■ Zadanie ćwiczeniowe
Proszę przedstawić poniższe wiersze jako CSV z dwiema kolumnami, tekst i wynik, po jednym rzędzie na każdy tekst z jego wynikiem. Każda wartość ma trafić do jednego pola w cudzysłowie, z podziałami linii zamienionymi na spacje, a obrazy należy pominąć.

■ Podane wiersze
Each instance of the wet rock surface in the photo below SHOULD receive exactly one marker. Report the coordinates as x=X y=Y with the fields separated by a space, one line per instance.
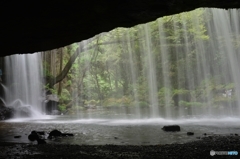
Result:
x=171 y=128
x=6 y=113
x=197 y=149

■ Odpowiedź do ćwiczenia
tekst,wynik
"Each instance of the wet rock surface in the photo below SHOULD receive exactly one marker. Report the coordinates as x=X y=Y with the fields separated by a space, one line per instance. Result:","x=171 y=128 x=6 y=113 x=197 y=149"